*Quoted passage*.
BEGIN

… following on from Running diary – Oct 18
Thurs 1 Nov
Ran another loop of the old railway line in Norfolk. Heavy rain meant specs-off, which at least made it more of an adventure.
I’ve joined the real world at last and bought my first smartphone.
Sat 3 Nov
Ran Woodhouse Moor parkrun in 18.25, a new parkrun PB. The narrow path means lots of overtaking on lap 3, so you probably run a bit more than 5k. I do a parkrun every 6 months or so as it’s a good indicator of where your running’s at, so to speak. But not really my kind of running.
Sun 4 Nov
Cop Hill Fell Race – more my thing. And a chance to use my new Striders vest, which has arrived in the post, replacing my old washed-out one. At least I may get a few “come on Striders” now!
First did this race years ago, when I lived in Huddersfield. One of the gentler fell races in the calendar – more a hilly multi-terrain really – but nonetheless a worthwhile event. As usual, knowledge of the course an advantage, in this case a 2-lap race. Benign conditions helped me to a course PB by a couple of minutes – 42.37. 15th out of 145.
Tues 6 Nov
I’m back volunteering at YHA Keswick for the next couple of weeks (I did a similar stint this time last year). In amongst all the bed-changing and bog-scrubbing there should be ample scope for running – the fells are on the doorstep and almost all colleagues are mad fellrunners. Indeed, they have helped set me up on Strava and sent me off on a circuit of their invention – from the Latrigg car park, up the Skiddaw path to Jenkin Hill, then a fast descent down Lonscale Fell and back along the track. Miraculously, I successfully upload my first activity!

END

*What you are asked to do*.
List every date heading in the running diary above, in the order they appear.

*Data extract*.
BEGIN

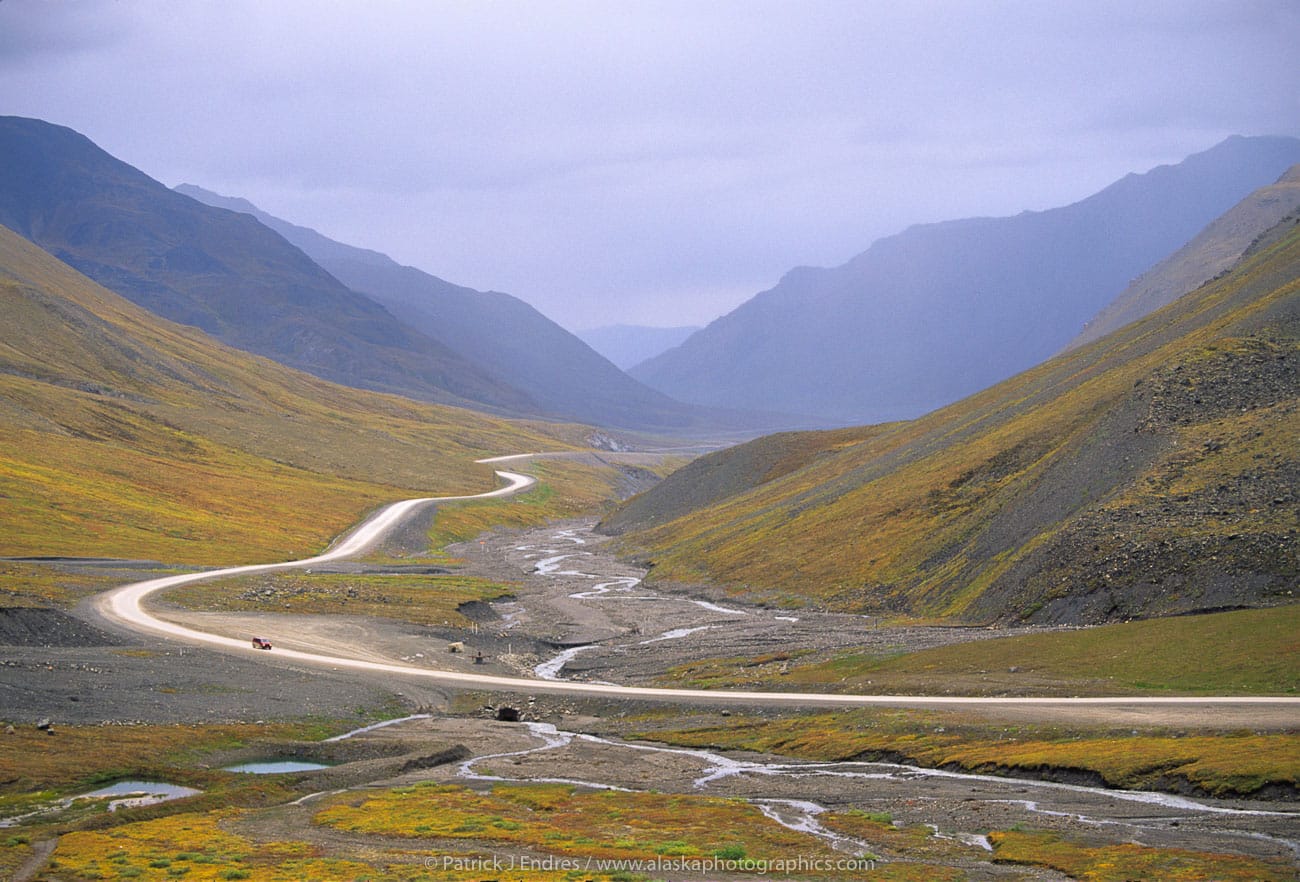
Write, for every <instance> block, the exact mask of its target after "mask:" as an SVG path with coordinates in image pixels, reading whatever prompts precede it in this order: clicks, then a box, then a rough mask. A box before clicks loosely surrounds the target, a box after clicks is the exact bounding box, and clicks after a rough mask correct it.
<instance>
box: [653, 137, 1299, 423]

END

*Exercise result*.
Thurs 1 Nov
Sat 3 Nov
Sun 4 Nov
Tues 6 Nov